→ Records to process
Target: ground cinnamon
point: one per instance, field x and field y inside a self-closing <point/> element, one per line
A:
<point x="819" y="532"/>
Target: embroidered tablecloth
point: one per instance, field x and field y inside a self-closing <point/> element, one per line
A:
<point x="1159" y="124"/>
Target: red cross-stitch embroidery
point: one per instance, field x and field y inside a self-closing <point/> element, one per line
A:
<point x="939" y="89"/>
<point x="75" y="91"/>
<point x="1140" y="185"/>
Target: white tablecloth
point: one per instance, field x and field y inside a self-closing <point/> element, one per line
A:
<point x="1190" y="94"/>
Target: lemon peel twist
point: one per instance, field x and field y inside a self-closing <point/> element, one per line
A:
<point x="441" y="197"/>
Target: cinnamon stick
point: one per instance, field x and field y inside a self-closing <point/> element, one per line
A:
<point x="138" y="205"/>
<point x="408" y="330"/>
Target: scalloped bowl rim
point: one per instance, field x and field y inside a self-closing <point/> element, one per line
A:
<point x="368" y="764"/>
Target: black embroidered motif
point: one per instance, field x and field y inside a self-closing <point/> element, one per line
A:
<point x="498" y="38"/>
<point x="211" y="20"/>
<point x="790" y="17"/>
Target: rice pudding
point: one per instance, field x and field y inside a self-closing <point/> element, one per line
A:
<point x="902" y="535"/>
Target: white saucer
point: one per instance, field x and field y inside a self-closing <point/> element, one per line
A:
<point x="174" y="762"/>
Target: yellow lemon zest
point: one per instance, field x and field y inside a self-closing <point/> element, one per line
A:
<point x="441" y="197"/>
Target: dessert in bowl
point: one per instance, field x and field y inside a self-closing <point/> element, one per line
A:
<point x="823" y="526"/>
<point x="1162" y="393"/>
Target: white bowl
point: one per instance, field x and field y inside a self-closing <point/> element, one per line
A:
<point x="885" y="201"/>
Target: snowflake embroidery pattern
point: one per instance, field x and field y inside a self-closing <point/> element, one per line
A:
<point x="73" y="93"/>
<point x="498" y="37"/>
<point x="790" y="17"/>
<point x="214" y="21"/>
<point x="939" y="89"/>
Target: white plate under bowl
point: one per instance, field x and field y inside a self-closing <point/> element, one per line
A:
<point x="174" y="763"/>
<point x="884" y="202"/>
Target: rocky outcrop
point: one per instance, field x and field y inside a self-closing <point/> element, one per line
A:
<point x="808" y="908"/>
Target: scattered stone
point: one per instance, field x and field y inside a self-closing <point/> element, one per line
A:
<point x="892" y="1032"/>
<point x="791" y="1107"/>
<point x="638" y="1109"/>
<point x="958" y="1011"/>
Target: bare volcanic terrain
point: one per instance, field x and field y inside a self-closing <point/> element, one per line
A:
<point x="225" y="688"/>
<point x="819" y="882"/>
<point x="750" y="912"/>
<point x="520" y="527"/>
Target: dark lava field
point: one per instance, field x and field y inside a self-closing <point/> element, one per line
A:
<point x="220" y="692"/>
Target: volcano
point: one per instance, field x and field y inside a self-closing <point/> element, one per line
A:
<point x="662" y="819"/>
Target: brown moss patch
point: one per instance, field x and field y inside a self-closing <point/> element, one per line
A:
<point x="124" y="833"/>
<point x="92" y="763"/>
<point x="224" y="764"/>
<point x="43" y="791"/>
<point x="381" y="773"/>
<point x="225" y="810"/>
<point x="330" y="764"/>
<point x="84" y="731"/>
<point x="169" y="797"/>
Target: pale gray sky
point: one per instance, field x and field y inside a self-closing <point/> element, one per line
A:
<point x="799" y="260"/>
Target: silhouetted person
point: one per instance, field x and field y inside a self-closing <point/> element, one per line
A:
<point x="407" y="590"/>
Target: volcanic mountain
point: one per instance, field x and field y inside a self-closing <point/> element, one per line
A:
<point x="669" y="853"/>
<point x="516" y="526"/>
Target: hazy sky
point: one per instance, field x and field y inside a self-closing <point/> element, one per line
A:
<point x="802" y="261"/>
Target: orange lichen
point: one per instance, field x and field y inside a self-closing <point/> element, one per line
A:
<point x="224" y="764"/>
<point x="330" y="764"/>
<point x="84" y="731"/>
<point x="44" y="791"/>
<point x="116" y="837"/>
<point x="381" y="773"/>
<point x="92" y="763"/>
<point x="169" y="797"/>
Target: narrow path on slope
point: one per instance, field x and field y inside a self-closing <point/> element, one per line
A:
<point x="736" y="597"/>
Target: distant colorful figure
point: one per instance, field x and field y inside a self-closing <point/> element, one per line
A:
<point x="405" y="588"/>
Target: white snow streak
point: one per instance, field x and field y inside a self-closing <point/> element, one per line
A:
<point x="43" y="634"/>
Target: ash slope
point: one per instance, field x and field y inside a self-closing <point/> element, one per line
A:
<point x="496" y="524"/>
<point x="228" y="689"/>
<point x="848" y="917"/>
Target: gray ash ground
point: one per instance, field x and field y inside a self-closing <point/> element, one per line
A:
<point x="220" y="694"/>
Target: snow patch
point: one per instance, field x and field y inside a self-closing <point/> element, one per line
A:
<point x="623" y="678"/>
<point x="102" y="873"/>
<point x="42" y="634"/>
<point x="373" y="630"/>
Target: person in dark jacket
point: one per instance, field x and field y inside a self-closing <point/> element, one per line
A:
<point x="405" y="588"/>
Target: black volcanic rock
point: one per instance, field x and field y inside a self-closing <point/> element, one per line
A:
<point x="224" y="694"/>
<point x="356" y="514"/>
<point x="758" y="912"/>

→ Exercise directions
Copy each entry exactly. Omit none.

→ Exercise answer
Target: ground cinnamon
point: one per instance, field x and field y inside a self-closing <point/> element, one per line
A:
<point x="819" y="532"/>
Target: embroidered tablecloth
point: one per instance, field x and field y inside a self-closing <point/> element, one per line
A:
<point x="1159" y="124"/>
Target: red cross-stitch embroidery
point: one per instance, field x and field y inside a self-closing <point/> element, one per line
A:
<point x="939" y="89"/>
<point x="75" y="91"/>
<point x="1140" y="185"/>
Target: white tablecloth
point: one per instance, field x and field y inside a self-closing <point/> element, one per line
A:
<point x="1190" y="94"/>
Target: lemon peel twist
point: one per instance, field x and field y inside a self-closing <point/> element, one per line
A:
<point x="441" y="197"/>
Target: cinnamon stick
point: one per instance, field x and field y inside a self-closing <point/> element, one per line
A:
<point x="138" y="205"/>
<point x="408" y="330"/>
Target: scalloped bowl rim
point: one per instance, field x and field y inside a self-closing <point/> element, one per line
A:
<point x="368" y="764"/>
Target: black embroidered motif
point: one per instance, field x and field y inside a self-closing <point/> element, one per line
A:
<point x="498" y="38"/>
<point x="211" y="20"/>
<point x="790" y="17"/>
Target: rice pudding
point: one per instance, field x and field y inside a self-closing <point/> element, one per line
A:
<point x="902" y="535"/>
Target: white saucer
point: one per instance, field x and field y inside a self-closing <point/> element, one per line
A:
<point x="174" y="762"/>
Target: yellow lemon zest
point: one per instance, field x and field y inside a self-closing <point/> element, one per line
A:
<point x="441" y="197"/>
Target: dessert in bowl
point: one per instance, field x and field y inside a self-closing <point/> element, one per line
A:
<point x="823" y="526"/>
<point x="1162" y="393"/>
Target: white bowl
point: one per instance, field x and field y inside a self-closing <point/> element, one per line
A:
<point x="885" y="201"/>
Target: snowflake embroidery pattern
point: one per instance, field x and field y inside a self-closing <point/> element, one per line
A:
<point x="73" y="93"/>
<point x="498" y="37"/>
<point x="790" y="17"/>
<point x="214" y="21"/>
<point x="939" y="89"/>
Target: white plate under bowl
point: one per instance, field x and field y inside a self-closing <point/> element, one per line
A:
<point x="174" y="763"/>
<point x="884" y="202"/>
Target: rocky outcrop
point: one per instance, field x and field y inside a self-closing <point/> element, one per line
A:
<point x="808" y="908"/>
Target: scattered stone
point: one per instance, field x and field y inside a self-closing <point/> element, one per line
A:
<point x="892" y="1032"/>
<point x="791" y="1107"/>
<point x="638" y="1109"/>
<point x="958" y="1011"/>
Target: bare volcanic terrain
point: one per instance, field x and field y inside a self-closing <point/> element, one per line
A:
<point x="225" y="688"/>
<point x="819" y="882"/>
<point x="750" y="912"/>
<point x="520" y="527"/>
Target: dark lava field
point: one per instance, field x and field y inside a self-closing <point/> element, one per line
A:
<point x="220" y="692"/>
Target: volcano
point: one per instance, field x and field y inside a self-closing <point/> element, one per line
A:
<point x="662" y="819"/>
Target: brown moss patch
point: one per instance, field x and field y inside a self-closing <point/> element, one per line
A:
<point x="124" y="833"/>
<point x="92" y="763"/>
<point x="224" y="764"/>
<point x="43" y="791"/>
<point x="381" y="773"/>
<point x="225" y="810"/>
<point x="330" y="764"/>
<point x="84" y="731"/>
<point x="169" y="797"/>
Target: pale gray sky
point: one per instance, field x and field y inside a self-closing <point/> element, one per line
A:
<point x="799" y="260"/>
Target: silhouetted person
point: one per instance, field x and field y inside a self-closing <point/> element, one per line
A:
<point x="407" y="590"/>
Target: volcanic mountain
point: one per instance, field x and field y inside a self-closing <point/> element, one per line
A:
<point x="669" y="853"/>
<point x="516" y="526"/>
Target: hazy sky
point: one per instance, field x and field y inside a self-closing <point/> element, one per line
A:
<point x="802" y="261"/>
Target: orange lichen
point: one per instance, field x and field y inside a self-closing <point/> element, one per line
A:
<point x="224" y="764"/>
<point x="330" y="764"/>
<point x="84" y="731"/>
<point x="44" y="791"/>
<point x="116" y="837"/>
<point x="381" y="773"/>
<point x="92" y="763"/>
<point x="169" y="797"/>
Target: narrow path on slope
point: one per instance, field x and field y inside a self-closing <point/> element, one per line
A:
<point x="736" y="597"/>
Target: distant colorful figure
point: one per instance, field x and field y inside a self-closing <point/> element, one per line
A:
<point x="405" y="588"/>
Target: white snow streak
point: one per instance, field x and field y inside a self-closing <point/> element, one per line
A:
<point x="43" y="634"/>
Target: ash slope
point: one per instance, field x and field y inside a self-closing <point/> element, one per line
A:
<point x="496" y="524"/>
<point x="228" y="689"/>
<point x="848" y="917"/>
Target: gray ash ground
point: one per instance, field x and field y inside a self-closing <point/> element, one per line
A:
<point x="220" y="694"/>
Target: snow patch
point: one per instance, field x and field y inside a self-closing <point/> element, one per line
A:
<point x="623" y="678"/>
<point x="102" y="873"/>
<point x="42" y="634"/>
<point x="373" y="630"/>
Target: person in dark jacket
point: one per instance, field x and field y inside a self-closing <point/> element, one per line
A:
<point x="405" y="588"/>
Target: black volcanic rock
point: one per instance, field x and field y inside a self-closing <point/> element, one per line
A:
<point x="224" y="694"/>
<point x="356" y="514"/>
<point x="758" y="912"/>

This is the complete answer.